## TASK
Rewrite the items from the line that has "Where can you spot the cricket player?" through the end of the items, replacing "flag" with "banner" and leaving everything else unchanged.

## DATASET RECORDS

▬▬▬▬▬▬

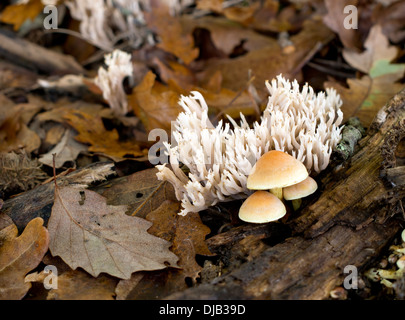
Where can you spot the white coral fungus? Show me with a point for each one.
(219, 158)
(104, 22)
(110, 80)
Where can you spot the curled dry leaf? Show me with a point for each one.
(19, 255)
(66, 150)
(154, 103)
(366, 95)
(86, 232)
(187, 233)
(92, 131)
(78, 285)
(172, 37)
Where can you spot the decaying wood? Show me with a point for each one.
(349, 224)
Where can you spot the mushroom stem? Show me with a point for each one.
(278, 192)
(296, 203)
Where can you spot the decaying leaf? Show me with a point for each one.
(335, 20)
(154, 103)
(172, 37)
(188, 236)
(266, 63)
(92, 131)
(78, 285)
(66, 150)
(18, 172)
(19, 255)
(366, 95)
(86, 232)
(17, 14)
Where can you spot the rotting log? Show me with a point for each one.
(354, 218)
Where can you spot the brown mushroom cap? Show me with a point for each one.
(276, 169)
(262, 207)
(301, 189)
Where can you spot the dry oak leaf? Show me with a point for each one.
(79, 285)
(335, 21)
(66, 150)
(269, 61)
(19, 255)
(17, 14)
(142, 192)
(170, 31)
(86, 232)
(187, 233)
(155, 104)
(92, 131)
(366, 95)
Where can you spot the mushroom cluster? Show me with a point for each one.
(110, 80)
(219, 158)
(284, 177)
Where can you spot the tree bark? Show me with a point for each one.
(351, 222)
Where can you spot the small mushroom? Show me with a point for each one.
(262, 207)
(274, 171)
(300, 190)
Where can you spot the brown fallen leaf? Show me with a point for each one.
(17, 14)
(268, 62)
(19, 255)
(154, 104)
(366, 95)
(335, 21)
(188, 236)
(78, 285)
(86, 232)
(92, 131)
(14, 131)
(141, 191)
(391, 19)
(66, 150)
(172, 37)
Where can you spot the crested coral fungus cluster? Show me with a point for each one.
(105, 22)
(220, 158)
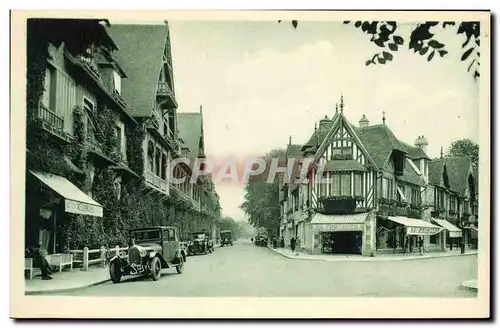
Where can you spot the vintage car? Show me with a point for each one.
(261, 240)
(226, 237)
(152, 250)
(200, 243)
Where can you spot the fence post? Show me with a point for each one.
(103, 256)
(85, 259)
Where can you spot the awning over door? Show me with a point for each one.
(75, 200)
(416, 226)
(346, 222)
(455, 232)
(474, 233)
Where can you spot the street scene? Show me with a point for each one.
(170, 159)
(248, 270)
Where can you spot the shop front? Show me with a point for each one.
(49, 198)
(410, 231)
(342, 234)
(449, 234)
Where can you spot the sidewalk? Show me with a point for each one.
(66, 281)
(286, 252)
(470, 284)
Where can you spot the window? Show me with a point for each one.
(342, 152)
(345, 184)
(88, 105)
(118, 134)
(388, 188)
(118, 189)
(117, 80)
(415, 196)
(400, 193)
(323, 184)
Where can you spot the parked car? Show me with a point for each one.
(261, 240)
(200, 243)
(152, 250)
(226, 237)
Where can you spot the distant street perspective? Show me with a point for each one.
(173, 158)
(248, 270)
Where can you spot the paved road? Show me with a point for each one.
(248, 270)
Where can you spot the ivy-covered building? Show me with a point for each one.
(78, 158)
(101, 131)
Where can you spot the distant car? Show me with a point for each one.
(261, 240)
(152, 250)
(226, 238)
(200, 243)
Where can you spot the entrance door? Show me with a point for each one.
(347, 242)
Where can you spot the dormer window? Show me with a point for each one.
(117, 82)
(341, 153)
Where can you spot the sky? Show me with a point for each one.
(261, 82)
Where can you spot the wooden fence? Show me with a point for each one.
(100, 256)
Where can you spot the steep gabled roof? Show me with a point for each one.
(414, 152)
(190, 131)
(457, 169)
(140, 55)
(320, 134)
(380, 142)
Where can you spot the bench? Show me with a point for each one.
(28, 265)
(60, 260)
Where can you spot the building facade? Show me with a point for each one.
(101, 134)
(360, 190)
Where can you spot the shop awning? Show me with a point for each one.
(455, 232)
(474, 233)
(75, 200)
(346, 222)
(416, 226)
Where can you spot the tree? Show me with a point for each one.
(464, 148)
(261, 202)
(421, 40)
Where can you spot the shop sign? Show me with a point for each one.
(75, 207)
(338, 227)
(422, 230)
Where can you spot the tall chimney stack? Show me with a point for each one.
(364, 122)
(421, 142)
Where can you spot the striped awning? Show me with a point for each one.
(346, 222)
(455, 232)
(416, 226)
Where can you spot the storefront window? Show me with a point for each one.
(358, 184)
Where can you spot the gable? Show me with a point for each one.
(342, 136)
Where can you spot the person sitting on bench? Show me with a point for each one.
(40, 261)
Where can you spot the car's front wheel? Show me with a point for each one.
(180, 267)
(155, 268)
(115, 272)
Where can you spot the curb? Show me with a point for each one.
(467, 285)
(367, 260)
(63, 290)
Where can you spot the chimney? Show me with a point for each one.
(325, 123)
(421, 142)
(364, 122)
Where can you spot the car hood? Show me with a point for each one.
(149, 246)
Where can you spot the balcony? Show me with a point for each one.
(392, 207)
(52, 123)
(88, 64)
(156, 182)
(338, 204)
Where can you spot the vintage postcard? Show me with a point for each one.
(245, 164)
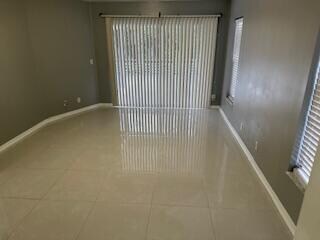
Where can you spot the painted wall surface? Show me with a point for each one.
(309, 220)
(45, 50)
(20, 92)
(62, 45)
(277, 48)
(153, 8)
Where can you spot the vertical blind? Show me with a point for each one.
(164, 62)
(311, 133)
(235, 58)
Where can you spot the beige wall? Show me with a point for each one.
(277, 48)
(309, 221)
(45, 50)
(20, 92)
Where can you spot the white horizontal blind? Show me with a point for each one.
(311, 133)
(164, 62)
(235, 58)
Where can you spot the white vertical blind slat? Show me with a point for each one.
(164, 62)
(235, 57)
(310, 136)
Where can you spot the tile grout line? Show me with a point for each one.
(15, 227)
(150, 210)
(210, 212)
(85, 220)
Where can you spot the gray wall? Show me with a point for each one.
(20, 93)
(152, 8)
(277, 48)
(45, 49)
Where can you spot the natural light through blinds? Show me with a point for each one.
(311, 133)
(235, 58)
(164, 62)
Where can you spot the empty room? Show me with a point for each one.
(159, 120)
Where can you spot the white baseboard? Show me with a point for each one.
(276, 201)
(48, 121)
(214, 107)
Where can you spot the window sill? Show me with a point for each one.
(297, 179)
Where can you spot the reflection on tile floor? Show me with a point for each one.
(131, 174)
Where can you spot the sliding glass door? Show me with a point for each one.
(164, 62)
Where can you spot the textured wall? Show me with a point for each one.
(20, 107)
(277, 48)
(153, 8)
(45, 49)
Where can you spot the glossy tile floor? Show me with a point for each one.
(129, 174)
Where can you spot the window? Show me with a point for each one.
(235, 58)
(310, 137)
(164, 62)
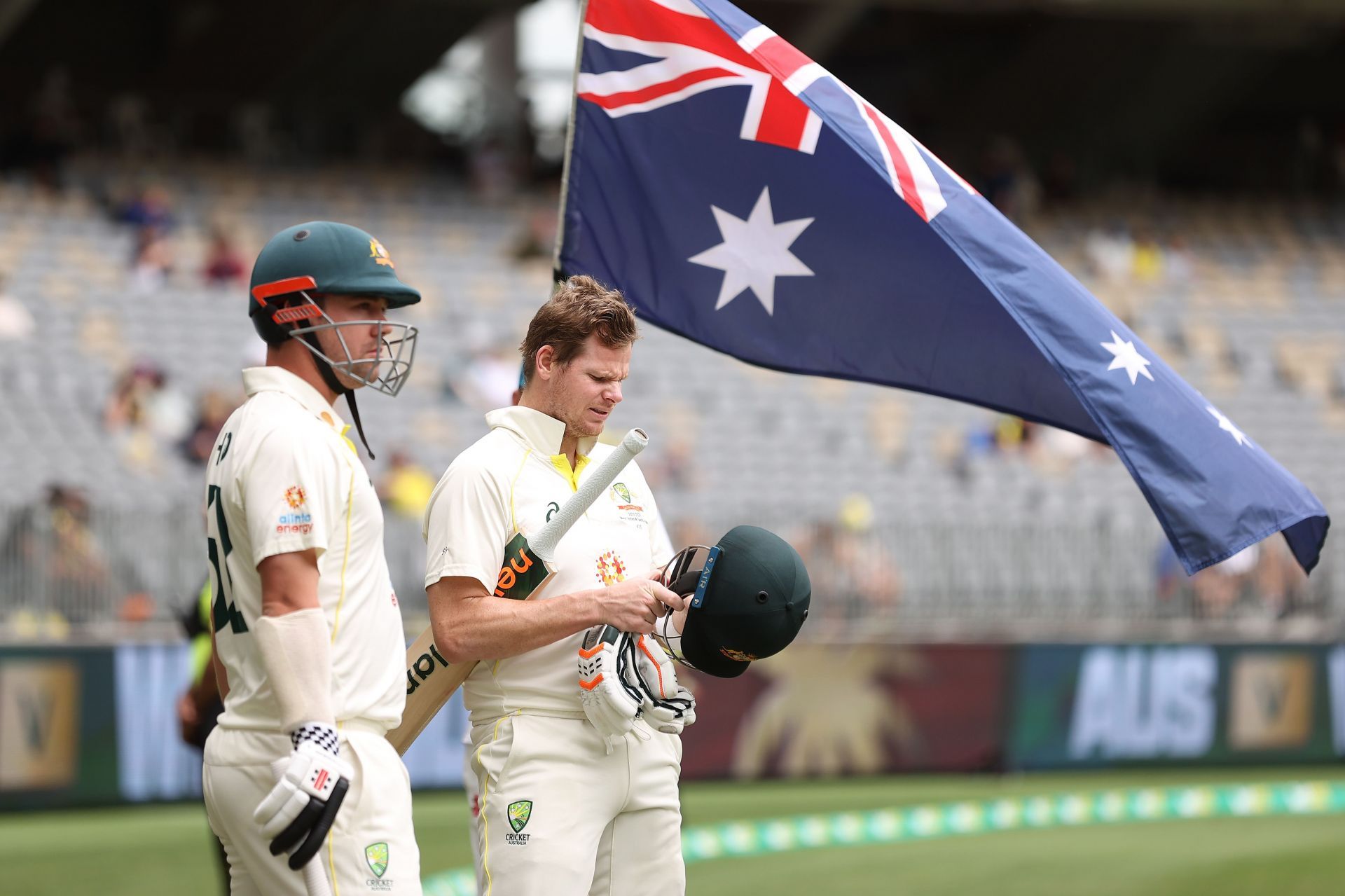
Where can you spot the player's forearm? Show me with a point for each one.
(488, 627)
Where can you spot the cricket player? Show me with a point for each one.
(305, 623)
(563, 811)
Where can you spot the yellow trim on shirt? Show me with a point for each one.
(513, 510)
(350, 507)
(572, 474)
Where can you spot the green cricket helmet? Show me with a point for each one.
(323, 257)
(748, 596)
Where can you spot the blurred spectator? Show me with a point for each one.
(149, 209)
(537, 240)
(48, 136)
(1007, 179)
(406, 486)
(152, 261)
(488, 378)
(1110, 252)
(223, 264)
(1180, 263)
(54, 563)
(862, 580)
(143, 401)
(1146, 257)
(17, 323)
(212, 413)
(672, 467)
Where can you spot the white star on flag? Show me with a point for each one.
(1225, 422)
(1126, 355)
(754, 252)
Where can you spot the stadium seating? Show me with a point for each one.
(984, 536)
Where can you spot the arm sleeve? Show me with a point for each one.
(292, 494)
(661, 546)
(467, 525)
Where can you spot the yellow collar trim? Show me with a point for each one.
(572, 475)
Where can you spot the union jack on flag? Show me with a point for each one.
(691, 54)
(743, 197)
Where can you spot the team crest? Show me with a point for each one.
(520, 813)
(377, 857)
(380, 254)
(609, 568)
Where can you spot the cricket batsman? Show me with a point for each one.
(305, 623)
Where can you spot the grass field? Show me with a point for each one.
(165, 849)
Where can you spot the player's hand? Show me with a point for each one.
(637, 605)
(301, 809)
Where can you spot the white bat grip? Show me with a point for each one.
(315, 878)
(544, 542)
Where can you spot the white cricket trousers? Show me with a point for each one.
(563, 815)
(371, 846)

▬▬▬▬▬▬

## ANSWER BELOW
Where can you spot the cricket player? Show me with a point for each one.
(305, 623)
(563, 811)
Where can you spot the yellow trim on shirt? Show me with a point for each one.
(513, 510)
(350, 507)
(572, 474)
Where can you spot the green cricket helmet? Show me with a point for each one.
(323, 257)
(748, 596)
Where can you spot the blurred spectator? Show me with a point for each one.
(149, 209)
(537, 240)
(48, 136)
(1007, 179)
(406, 486)
(152, 261)
(488, 378)
(1110, 252)
(223, 264)
(1180, 263)
(54, 563)
(862, 580)
(143, 401)
(1146, 257)
(17, 323)
(212, 413)
(672, 467)
Where can you spot the white star on banner? Show me with a point for each one.
(1225, 422)
(1126, 355)
(754, 252)
Where can you spot the stadium seating? Show me with a point for each one.
(984, 536)
Where can you spot the arm sleeve? Show me with a point for each one.
(292, 494)
(661, 546)
(467, 525)
Where can you spot the yellow collar trim? Show me with a point for each one.
(572, 475)
Where can you spot the union jack on banner? Show me with a point for each one.
(691, 54)
(743, 197)
Where can you spot the team crest? Show me with a point for each one.
(520, 813)
(377, 857)
(380, 254)
(609, 568)
Where can you spot the cricket batsman? Show me with a point for each one.
(305, 623)
Where can you spot the grass field? Show me with a point for each one.
(165, 849)
Where can you spot the player's hand? Show me with a point for each one.
(637, 605)
(301, 809)
Where can you spot the white bat grip? Show me with a point for each one.
(315, 878)
(544, 542)
Where can you spot the white cricket trousers? Show me with a point for each one.
(563, 815)
(371, 846)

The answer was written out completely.